### Prompt
Below are some records; retype all of them exactly.

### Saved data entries

##########

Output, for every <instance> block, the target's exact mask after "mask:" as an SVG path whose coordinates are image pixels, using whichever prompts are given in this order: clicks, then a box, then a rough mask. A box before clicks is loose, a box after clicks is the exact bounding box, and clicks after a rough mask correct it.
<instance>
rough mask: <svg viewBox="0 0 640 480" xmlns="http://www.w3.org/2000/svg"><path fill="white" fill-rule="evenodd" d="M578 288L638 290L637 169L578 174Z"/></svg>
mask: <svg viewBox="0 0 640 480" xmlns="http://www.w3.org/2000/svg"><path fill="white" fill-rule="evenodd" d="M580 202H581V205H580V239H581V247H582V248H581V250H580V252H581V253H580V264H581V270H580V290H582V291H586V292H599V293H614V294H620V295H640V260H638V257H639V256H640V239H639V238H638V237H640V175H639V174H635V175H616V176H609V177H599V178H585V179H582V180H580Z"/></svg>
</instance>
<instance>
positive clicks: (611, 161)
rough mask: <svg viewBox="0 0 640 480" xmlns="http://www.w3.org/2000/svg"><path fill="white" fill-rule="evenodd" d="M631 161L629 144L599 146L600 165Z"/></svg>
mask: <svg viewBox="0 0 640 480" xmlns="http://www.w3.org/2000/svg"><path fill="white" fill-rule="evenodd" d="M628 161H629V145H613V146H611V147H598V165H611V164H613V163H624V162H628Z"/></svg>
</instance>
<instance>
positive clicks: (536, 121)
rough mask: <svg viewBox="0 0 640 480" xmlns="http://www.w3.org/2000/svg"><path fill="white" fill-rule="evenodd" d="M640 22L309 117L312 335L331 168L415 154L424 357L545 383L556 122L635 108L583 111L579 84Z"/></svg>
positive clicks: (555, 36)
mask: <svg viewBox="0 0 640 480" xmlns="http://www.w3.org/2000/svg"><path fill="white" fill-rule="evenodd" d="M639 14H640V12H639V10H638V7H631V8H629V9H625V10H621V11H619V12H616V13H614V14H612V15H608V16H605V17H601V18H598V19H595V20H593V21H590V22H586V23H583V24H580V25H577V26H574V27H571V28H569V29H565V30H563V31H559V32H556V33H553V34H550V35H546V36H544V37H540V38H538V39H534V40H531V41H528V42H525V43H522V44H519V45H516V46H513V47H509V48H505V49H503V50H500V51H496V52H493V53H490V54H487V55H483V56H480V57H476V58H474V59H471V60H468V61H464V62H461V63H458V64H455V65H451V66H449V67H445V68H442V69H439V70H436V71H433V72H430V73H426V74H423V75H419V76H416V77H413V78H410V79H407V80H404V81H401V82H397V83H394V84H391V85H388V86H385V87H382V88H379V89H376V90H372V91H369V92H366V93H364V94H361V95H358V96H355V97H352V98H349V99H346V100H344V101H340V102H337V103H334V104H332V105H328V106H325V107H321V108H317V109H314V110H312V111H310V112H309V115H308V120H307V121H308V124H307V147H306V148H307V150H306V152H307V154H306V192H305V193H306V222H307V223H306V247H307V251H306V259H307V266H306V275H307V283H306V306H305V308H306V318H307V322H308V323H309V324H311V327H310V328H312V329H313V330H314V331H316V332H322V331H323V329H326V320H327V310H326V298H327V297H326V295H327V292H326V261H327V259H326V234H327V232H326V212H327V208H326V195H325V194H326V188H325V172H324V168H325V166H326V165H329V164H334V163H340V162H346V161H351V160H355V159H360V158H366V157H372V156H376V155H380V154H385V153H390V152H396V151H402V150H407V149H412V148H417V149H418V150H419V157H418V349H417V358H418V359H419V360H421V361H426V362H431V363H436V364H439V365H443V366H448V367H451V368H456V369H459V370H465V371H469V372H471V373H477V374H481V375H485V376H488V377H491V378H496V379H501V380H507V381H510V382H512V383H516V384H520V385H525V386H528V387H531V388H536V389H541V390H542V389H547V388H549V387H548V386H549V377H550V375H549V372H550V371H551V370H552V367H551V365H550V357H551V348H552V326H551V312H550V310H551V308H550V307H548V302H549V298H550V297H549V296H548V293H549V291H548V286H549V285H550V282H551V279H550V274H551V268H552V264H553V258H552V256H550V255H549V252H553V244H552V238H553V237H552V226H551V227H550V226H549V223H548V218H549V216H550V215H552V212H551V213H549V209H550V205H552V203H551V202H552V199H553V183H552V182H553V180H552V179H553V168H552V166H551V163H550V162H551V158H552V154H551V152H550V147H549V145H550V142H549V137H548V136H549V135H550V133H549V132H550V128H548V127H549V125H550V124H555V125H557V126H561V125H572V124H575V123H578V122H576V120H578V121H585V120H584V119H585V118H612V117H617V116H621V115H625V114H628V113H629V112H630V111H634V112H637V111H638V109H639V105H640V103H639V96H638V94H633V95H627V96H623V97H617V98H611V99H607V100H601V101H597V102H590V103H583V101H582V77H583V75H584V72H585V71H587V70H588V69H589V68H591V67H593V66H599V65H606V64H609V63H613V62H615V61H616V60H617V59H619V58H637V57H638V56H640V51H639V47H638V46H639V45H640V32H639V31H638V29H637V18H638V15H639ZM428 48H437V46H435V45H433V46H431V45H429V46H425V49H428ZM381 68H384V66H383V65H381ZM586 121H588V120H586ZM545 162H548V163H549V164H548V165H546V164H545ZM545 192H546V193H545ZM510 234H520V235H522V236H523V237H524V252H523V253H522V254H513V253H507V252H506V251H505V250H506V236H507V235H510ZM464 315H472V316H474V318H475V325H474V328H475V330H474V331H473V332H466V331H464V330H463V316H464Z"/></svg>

##########

### Response
Output, for every <instance> block, the target's exact mask after "mask:" as an SVG path whose coordinates are image pixels, using whichever prompts are given in this order: clicks, then a box, then a rough mask. A box before clicks is loose, a box after clicks is the exact bounding box, and clicks after a rough mask correct it.
<instance>
rough mask: <svg viewBox="0 0 640 480" xmlns="http://www.w3.org/2000/svg"><path fill="white" fill-rule="evenodd" d="M578 288L638 290L637 169L578 174Z"/></svg>
mask: <svg viewBox="0 0 640 480" xmlns="http://www.w3.org/2000/svg"><path fill="white" fill-rule="evenodd" d="M580 202H581V205H580V239H581V247H582V248H581V250H580V252H581V253H580V264H581V270H580V290H582V291H586V292H599V293H614V294H620V295H640V260H638V257H639V256H640V239H639V238H638V237H640V175H639V174H635V175H616V176H609V177H599V178H585V179H582V180H580Z"/></svg>
</instance>
<instance>
positive clicks: (611, 161)
rough mask: <svg viewBox="0 0 640 480" xmlns="http://www.w3.org/2000/svg"><path fill="white" fill-rule="evenodd" d="M631 161L629 144L599 146L600 165Z"/></svg>
mask: <svg viewBox="0 0 640 480" xmlns="http://www.w3.org/2000/svg"><path fill="white" fill-rule="evenodd" d="M628 161H629V145H613V146H611V147H598V165H611V164H613V163H624V162H628Z"/></svg>
</instance>
<instance>
positive clicks: (536, 121)
rough mask: <svg viewBox="0 0 640 480" xmlns="http://www.w3.org/2000/svg"><path fill="white" fill-rule="evenodd" d="M640 22L309 117L312 335L331 168L415 154L424 357L545 383L556 122L635 108L583 111L579 84Z"/></svg>
positive clicks: (555, 36)
mask: <svg viewBox="0 0 640 480" xmlns="http://www.w3.org/2000/svg"><path fill="white" fill-rule="evenodd" d="M639 14H640V12H639V10H638V7H631V8H629V9H625V10H621V11H619V12H616V13H614V14H612V15H608V16H605V17H601V18H598V19H595V20H593V21H590V22H586V23H583V24H580V25H577V26H574V27H571V28H569V29H565V30H563V31H559V32H556V33H553V34H550V35H546V36H544V37H540V38H538V39H534V40H531V41H528V42H525V43H522V44H519V45H516V46H513V47H509V48H505V49H503V50H500V51H496V52H493V53H490V54H487V55H483V56H480V57H476V58H474V59H471V60H468V61H464V62H461V63H458V64H455V65H451V66H449V67H445V68H442V69H439V70H436V71H433V72H430V73H426V74H423V75H419V76H416V77H413V78H410V79H407V80H404V81H401V82H397V83H394V84H391V85H388V86H385V87H382V88H379V89H376V90H372V91H369V92H366V93H364V94H361V95H358V96H355V97H352V98H349V99H346V100H344V101H340V102H337V103H334V104H332V105H328V106H325V107H321V108H317V109H314V110H312V111H310V112H309V115H308V120H307V121H308V124H307V147H306V148H307V150H306V152H307V154H306V192H305V193H306V222H307V223H306V247H307V251H306V259H307V266H306V275H307V283H306V306H305V308H306V318H307V322H308V323H309V324H311V327H310V328H312V329H313V330H314V331H316V332H322V331H323V329H326V320H327V310H326V298H327V297H326V295H327V292H326V261H327V259H326V234H327V232H326V212H327V208H326V195H325V194H326V188H325V172H324V168H325V166H326V165H329V164H334V163H340V162H346V161H351V160H355V159H360V158H366V157H372V156H376V155H380V154H385V153H390V152H396V151H402V150H407V149H412V148H417V149H418V150H419V157H418V349H417V358H418V359H419V360H421V361H426V362H431V363H436V364H439V365H443V366H448V367H451V368H456V369H459V370H465V371H469V372H471V373H477V374H481V375H485V376H488V377H491V378H496V379H501V380H507V381H510V382H512V383H516V384H520V385H525V386H528V387H531V388H536V389H541V390H542V389H547V388H549V387H548V386H549V377H550V375H549V372H550V371H551V370H552V367H551V365H550V357H551V348H552V326H551V312H550V310H551V308H550V307H548V302H549V298H550V297H549V296H548V293H549V291H548V286H549V285H550V282H551V279H550V274H551V268H552V264H553V258H552V256H550V255H549V252H553V244H552V238H553V237H552V226H551V227H550V226H549V223H548V218H549V216H550V215H552V212H551V213H549V209H550V205H552V203H551V202H552V199H553V183H552V182H553V180H552V179H553V168H552V166H551V163H550V162H551V158H552V154H551V152H550V147H549V145H550V142H549V137H548V136H549V135H550V133H549V132H550V128H548V127H549V125H550V124H555V125H557V126H561V125H572V124H575V123H578V122H576V120H578V121H585V120H584V119H585V118H612V117H617V116H621V115H625V114H628V113H629V112H630V111H634V112H637V111H638V109H639V105H640V103H639V96H638V94H633V95H627V96H623V97H617V98H611V99H607V100H601V101H597V102H590V103H583V101H582V77H583V75H584V72H585V71H587V70H588V69H589V68H591V67H593V66H599V65H606V64H609V63H613V62H615V61H616V60H617V59H619V58H637V57H638V56H640V51H639V47H638V46H639V45H640V32H639V31H638V29H637V18H638V15H639ZM428 48H437V46H435V45H433V46H431V45H429V46H425V49H428ZM381 68H384V66H383V65H381ZM586 121H588V120H586ZM545 162H548V163H549V164H548V165H546V164H545ZM545 192H546V193H545ZM510 234H520V235H522V236H523V237H524V252H523V253H522V254H513V253H507V252H506V251H505V250H506V236H507V235H510ZM464 315H472V316H474V318H475V325H474V328H475V330H474V331H473V332H466V331H464V330H463V316H464Z"/></svg>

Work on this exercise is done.